- PROBLEM STATEMENT -
Retype precisely the section of the data that starts at the line containing "The resolver MUST return, for each instance of the tall green" and runs to its final line, ends included.

Point annotation records
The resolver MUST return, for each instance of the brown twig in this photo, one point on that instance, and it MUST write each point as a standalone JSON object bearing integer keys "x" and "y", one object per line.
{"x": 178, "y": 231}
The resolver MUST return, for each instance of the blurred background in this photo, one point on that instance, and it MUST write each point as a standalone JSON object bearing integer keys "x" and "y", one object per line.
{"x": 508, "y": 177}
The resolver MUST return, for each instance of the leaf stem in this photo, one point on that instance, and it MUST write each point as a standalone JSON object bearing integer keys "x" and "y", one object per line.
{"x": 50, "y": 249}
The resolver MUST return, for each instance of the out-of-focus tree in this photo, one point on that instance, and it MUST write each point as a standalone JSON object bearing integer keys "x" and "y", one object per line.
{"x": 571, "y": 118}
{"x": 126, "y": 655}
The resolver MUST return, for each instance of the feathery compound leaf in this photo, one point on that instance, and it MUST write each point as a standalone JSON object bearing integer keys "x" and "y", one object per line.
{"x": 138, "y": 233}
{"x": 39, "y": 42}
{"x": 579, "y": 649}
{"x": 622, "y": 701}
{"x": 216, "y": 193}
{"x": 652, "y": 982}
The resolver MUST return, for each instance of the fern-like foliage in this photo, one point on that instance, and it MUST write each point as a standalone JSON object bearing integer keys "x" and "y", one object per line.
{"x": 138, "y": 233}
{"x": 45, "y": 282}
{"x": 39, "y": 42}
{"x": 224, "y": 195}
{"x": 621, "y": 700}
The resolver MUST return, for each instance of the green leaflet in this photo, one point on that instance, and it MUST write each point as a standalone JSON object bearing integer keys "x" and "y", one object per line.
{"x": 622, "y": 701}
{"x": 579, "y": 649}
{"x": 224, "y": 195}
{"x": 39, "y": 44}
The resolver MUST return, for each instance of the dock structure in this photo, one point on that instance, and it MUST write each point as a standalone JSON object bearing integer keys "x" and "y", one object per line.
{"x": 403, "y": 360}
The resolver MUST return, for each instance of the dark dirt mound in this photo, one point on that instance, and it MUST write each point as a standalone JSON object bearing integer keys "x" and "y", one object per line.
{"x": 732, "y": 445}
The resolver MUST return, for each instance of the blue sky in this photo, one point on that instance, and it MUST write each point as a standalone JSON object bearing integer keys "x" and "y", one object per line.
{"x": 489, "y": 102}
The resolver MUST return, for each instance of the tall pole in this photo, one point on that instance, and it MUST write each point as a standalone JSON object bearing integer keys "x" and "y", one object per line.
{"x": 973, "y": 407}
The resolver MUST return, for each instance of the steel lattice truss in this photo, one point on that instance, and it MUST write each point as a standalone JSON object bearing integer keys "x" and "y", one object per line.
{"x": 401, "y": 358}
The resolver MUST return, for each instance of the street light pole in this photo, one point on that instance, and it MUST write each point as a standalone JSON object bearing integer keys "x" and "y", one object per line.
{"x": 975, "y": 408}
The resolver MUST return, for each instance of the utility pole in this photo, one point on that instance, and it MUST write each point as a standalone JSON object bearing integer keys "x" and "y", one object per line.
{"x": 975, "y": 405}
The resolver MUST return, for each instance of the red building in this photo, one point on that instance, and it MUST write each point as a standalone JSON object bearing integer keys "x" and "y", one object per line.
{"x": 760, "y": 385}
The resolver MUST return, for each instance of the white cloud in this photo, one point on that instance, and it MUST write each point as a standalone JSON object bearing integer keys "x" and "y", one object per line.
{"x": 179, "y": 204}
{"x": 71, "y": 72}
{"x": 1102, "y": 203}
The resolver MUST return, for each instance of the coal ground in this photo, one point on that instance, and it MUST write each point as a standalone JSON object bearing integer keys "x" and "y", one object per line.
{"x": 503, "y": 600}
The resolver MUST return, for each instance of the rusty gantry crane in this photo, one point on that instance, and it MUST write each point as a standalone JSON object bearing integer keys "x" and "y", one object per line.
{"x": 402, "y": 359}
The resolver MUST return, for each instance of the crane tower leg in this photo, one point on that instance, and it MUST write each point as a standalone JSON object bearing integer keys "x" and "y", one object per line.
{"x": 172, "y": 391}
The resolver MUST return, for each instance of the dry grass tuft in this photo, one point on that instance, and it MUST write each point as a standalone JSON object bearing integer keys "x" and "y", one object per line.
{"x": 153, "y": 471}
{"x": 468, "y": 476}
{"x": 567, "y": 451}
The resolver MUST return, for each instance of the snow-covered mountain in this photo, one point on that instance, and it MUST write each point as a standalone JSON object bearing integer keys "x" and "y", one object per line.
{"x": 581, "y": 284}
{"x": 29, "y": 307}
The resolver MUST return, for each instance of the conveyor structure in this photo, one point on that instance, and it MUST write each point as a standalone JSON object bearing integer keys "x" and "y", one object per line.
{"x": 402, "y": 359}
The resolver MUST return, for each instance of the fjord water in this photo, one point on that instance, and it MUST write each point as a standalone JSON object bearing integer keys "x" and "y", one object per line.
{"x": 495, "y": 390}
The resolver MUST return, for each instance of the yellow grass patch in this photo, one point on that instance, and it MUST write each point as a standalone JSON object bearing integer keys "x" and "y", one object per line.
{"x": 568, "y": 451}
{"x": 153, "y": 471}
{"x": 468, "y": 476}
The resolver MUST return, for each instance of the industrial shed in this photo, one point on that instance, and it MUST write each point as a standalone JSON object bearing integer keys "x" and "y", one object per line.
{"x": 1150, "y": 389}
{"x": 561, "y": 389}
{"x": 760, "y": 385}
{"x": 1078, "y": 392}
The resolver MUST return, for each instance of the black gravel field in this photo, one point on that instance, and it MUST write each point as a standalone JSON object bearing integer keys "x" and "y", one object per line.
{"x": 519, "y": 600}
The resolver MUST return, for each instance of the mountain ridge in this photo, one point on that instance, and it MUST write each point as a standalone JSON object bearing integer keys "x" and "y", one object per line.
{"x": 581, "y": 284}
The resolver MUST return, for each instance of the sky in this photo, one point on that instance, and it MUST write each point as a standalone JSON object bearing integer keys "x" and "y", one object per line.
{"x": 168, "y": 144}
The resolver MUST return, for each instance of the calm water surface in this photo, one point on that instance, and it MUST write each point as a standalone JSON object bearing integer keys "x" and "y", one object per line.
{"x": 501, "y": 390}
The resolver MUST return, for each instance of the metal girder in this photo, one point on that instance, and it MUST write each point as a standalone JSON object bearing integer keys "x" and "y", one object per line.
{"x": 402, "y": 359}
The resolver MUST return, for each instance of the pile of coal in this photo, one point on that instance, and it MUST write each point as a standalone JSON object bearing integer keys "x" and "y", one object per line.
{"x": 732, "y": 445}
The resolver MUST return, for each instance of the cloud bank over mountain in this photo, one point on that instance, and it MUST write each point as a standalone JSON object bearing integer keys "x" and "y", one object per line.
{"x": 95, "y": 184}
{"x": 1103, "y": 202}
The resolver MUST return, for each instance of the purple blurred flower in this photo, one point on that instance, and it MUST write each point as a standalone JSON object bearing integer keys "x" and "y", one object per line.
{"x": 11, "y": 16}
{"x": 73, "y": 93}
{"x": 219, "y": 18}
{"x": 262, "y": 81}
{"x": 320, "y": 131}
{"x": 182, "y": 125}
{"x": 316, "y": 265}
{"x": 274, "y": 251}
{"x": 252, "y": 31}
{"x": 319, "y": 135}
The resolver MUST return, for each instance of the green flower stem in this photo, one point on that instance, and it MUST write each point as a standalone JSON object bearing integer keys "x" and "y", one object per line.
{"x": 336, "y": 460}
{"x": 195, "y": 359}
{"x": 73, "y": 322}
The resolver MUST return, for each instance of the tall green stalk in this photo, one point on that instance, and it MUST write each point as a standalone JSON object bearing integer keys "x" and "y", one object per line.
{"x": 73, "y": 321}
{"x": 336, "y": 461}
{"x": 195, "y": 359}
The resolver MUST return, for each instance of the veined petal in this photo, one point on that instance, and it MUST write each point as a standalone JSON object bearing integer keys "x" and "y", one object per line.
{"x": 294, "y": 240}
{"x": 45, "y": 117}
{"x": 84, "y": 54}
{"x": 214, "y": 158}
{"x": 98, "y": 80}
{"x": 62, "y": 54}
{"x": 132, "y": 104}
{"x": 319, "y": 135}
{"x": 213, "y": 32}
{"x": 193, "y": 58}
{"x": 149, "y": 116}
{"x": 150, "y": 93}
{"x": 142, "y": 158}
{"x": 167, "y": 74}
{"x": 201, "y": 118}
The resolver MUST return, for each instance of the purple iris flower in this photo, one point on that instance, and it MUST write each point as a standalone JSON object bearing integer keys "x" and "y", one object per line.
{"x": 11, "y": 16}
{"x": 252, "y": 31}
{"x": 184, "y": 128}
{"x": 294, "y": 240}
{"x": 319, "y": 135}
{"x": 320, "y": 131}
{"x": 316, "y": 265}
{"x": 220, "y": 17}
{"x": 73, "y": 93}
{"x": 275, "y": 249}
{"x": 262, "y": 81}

- SOLUTION TO THE PROBLEM -
The resolver MUST return, for each instance of the tall green stalk in this photo, one point on that instance, and it MUST write each point as a standalone JSON object bearing integer keys "x" and "y", one object per line.
{"x": 73, "y": 321}
{"x": 336, "y": 461}
{"x": 195, "y": 359}
The resolver MUST return, for each instance of the veined petal in this photo, one point on that instance, and it MUST write each point as a standalone JSON object bearing integer keys "x" and "y", one object per line.
{"x": 294, "y": 240}
{"x": 45, "y": 117}
{"x": 84, "y": 54}
{"x": 214, "y": 158}
{"x": 98, "y": 80}
{"x": 62, "y": 54}
{"x": 132, "y": 104}
{"x": 319, "y": 135}
{"x": 213, "y": 32}
{"x": 193, "y": 58}
{"x": 149, "y": 116}
{"x": 150, "y": 93}
{"x": 142, "y": 158}
{"x": 167, "y": 74}
{"x": 201, "y": 118}
The resolver MUST return, for each instance of the purple iris flower in this photo, one point on that instance, and it MUST write each point as a standalone JSON object bearing integer keys "x" and "y", one object per line.
{"x": 11, "y": 16}
{"x": 252, "y": 31}
{"x": 184, "y": 128}
{"x": 294, "y": 240}
{"x": 319, "y": 135}
{"x": 320, "y": 131}
{"x": 316, "y": 265}
{"x": 220, "y": 17}
{"x": 73, "y": 93}
{"x": 275, "y": 249}
{"x": 262, "y": 81}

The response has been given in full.